課題 1:
本文でスタッフが語っている、普段のアートの理解の仕方とこのイベントでの鑑賞の違いを説明してください。あわせて、スタッフがこのイベントに寄せている願いも述べてください。

本文:
--------------------------------

マイナビニュース / 2024年12月23日 12時45分

徳川家康の陣幕からは「家康様! 戦況は劣勢です」「一体、小早川は何をしておる! 松尾山に大筒を放て!」という荒々しい声が聞こえてきた。どうもプロの声優さんの声のようだ。対する石田三成の陣幕を触ると「三成殿! 島左近殿が負傷しました!」「なんじゃと左近が!」という緊迫感のあるやりとり。背後では馬のいななき、武将の雄叫び、銃弾が飛び交う音が聞こえ、触れた手には大小様々な振動が伝わってくる。

スタッフは「つい私たちは、視覚から得る情報だけでアートを理解しがちです。でも、このイベントではアートを全身で体感できます。視覚に障害のある人と一緒に作品を鑑賞して、感性を共有する機会にもしてもらえたら幸いです」と話す。

--------------------------------

データ抜粋:
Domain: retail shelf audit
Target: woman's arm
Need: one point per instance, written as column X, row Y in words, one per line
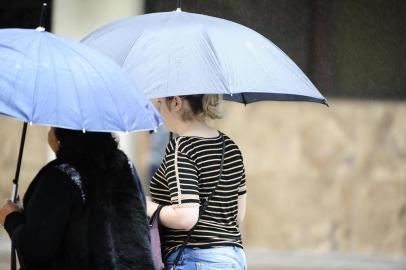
column 180, row 218
column 46, row 217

--------------------------------

課題 2:
上記のデータ抜粋の行をすべて、一字一句変えずに繰り返してください。画像は回答に含めないでください。

回答 1:
スタッフによれば、私たちはつい視覚から得る情報だけでアートを理解しがちですが、このイベントではアートを全身で体感できます。スタッフは、視覚に障害のある人と一緒に作品を鑑賞し、感性を共有する機会にしてもらえたら幸いだと述べています。

回答 2:
Domain: retail shelf audit
Target: woman's arm
Need: one point per instance, written as column X, row Y in words, one per line
column 180, row 218
column 46, row 217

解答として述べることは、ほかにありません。